#### [The exercise]
Copy out only the span from the line with "find black hose" to the end of the data, both ends kept, word for word.

#### [Entries shown]

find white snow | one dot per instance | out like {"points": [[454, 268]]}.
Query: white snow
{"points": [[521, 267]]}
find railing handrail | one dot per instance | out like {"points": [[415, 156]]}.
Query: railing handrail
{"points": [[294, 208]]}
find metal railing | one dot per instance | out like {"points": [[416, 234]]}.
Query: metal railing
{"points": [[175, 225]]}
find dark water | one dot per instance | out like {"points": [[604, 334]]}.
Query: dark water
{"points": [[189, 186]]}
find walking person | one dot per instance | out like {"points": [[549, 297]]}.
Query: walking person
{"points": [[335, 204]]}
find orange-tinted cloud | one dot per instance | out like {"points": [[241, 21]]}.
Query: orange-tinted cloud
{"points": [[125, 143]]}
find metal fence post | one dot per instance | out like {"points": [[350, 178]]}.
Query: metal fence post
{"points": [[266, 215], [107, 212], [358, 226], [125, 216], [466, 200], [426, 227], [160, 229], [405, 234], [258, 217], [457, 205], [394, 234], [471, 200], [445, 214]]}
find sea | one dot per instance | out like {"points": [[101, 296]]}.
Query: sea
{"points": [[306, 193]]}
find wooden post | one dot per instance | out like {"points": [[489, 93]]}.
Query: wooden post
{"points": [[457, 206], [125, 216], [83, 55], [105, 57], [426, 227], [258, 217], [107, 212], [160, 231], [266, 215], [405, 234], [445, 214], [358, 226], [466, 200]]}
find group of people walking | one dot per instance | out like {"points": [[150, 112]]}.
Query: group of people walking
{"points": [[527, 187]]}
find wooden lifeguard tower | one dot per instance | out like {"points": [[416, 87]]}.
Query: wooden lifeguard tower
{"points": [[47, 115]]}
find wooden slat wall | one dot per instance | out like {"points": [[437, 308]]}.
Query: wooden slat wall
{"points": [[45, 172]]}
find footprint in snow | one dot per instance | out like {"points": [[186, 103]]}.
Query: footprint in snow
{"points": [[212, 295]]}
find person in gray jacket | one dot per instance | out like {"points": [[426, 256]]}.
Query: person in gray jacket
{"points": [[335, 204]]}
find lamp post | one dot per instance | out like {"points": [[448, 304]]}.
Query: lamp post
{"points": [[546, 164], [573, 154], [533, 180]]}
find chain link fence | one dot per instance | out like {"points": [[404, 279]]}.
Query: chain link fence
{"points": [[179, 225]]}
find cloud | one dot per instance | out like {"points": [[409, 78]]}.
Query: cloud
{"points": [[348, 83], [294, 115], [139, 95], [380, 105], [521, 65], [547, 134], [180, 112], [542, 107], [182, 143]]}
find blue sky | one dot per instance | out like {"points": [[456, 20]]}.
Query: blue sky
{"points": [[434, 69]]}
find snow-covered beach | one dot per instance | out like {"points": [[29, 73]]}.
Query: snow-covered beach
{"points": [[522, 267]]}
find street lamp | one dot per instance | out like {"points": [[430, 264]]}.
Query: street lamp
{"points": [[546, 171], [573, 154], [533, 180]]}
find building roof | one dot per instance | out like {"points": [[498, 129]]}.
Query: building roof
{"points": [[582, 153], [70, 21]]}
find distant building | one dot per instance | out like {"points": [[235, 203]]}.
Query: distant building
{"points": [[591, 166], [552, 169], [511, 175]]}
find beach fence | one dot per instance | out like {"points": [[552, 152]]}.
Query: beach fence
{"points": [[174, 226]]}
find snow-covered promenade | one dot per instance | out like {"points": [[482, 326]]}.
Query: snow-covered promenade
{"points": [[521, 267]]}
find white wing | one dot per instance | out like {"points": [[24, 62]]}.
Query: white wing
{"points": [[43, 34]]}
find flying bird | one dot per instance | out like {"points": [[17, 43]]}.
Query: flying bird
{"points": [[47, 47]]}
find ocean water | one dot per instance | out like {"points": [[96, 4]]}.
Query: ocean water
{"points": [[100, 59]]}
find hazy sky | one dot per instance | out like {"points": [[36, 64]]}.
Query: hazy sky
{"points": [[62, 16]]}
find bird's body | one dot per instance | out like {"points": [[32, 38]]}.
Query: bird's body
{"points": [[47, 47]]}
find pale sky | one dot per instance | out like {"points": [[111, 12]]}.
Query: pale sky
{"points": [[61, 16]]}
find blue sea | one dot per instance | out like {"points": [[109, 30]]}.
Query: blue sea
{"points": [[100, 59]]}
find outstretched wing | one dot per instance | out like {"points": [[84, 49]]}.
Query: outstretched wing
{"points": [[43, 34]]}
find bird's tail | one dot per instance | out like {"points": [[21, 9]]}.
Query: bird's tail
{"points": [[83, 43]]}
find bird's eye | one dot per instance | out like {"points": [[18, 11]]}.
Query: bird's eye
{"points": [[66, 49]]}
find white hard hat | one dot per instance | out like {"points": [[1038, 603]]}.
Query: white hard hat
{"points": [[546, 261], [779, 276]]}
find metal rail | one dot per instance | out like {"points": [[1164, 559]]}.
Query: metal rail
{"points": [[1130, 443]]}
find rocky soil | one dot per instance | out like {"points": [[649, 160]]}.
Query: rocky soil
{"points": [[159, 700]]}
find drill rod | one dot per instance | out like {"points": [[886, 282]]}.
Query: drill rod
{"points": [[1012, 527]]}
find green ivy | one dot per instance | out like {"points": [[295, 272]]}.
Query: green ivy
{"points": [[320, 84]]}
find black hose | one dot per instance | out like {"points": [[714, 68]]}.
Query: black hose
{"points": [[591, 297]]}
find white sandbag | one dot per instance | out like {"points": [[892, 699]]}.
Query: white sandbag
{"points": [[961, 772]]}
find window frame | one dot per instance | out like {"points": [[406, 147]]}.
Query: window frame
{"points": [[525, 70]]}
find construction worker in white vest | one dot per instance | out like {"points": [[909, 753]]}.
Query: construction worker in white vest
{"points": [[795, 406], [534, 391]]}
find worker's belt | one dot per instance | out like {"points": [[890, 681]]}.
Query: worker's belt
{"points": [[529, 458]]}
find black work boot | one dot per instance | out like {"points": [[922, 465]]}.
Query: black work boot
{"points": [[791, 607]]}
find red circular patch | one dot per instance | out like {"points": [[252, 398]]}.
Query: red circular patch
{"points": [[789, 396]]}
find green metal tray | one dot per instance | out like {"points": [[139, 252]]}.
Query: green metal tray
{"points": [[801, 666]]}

#### [Full output]
find black hose | one dot per instance | out like {"points": [[714, 68]]}.
Query: black hose
{"points": [[591, 297]]}
find white sandbag | one dot per instance | out like {"points": [[892, 699]]}.
Query: white sandbag
{"points": [[961, 772]]}
find window frame | one dot per instance | out like {"points": [[406, 147]]}.
Query: window frame
{"points": [[525, 70]]}
find construction worker in white vest | one dot per instance | out like {"points": [[909, 753]]}.
Query: construction worker in white vest
{"points": [[795, 406], [534, 391]]}
find worker's belt | one dot per instance | out like {"points": [[890, 681]]}.
Query: worker's belt
{"points": [[529, 458]]}
find black work boot | one dot per instance | out like {"points": [[922, 465]]}.
Query: black work boot
{"points": [[791, 607]]}
find red circular patch | one dot per instance | out like {"points": [[252, 398]]}.
Query: red circular patch
{"points": [[789, 396]]}
find green metal tray | one dot per instance | out like {"points": [[139, 252]]}.
Query: green metal tray
{"points": [[801, 666]]}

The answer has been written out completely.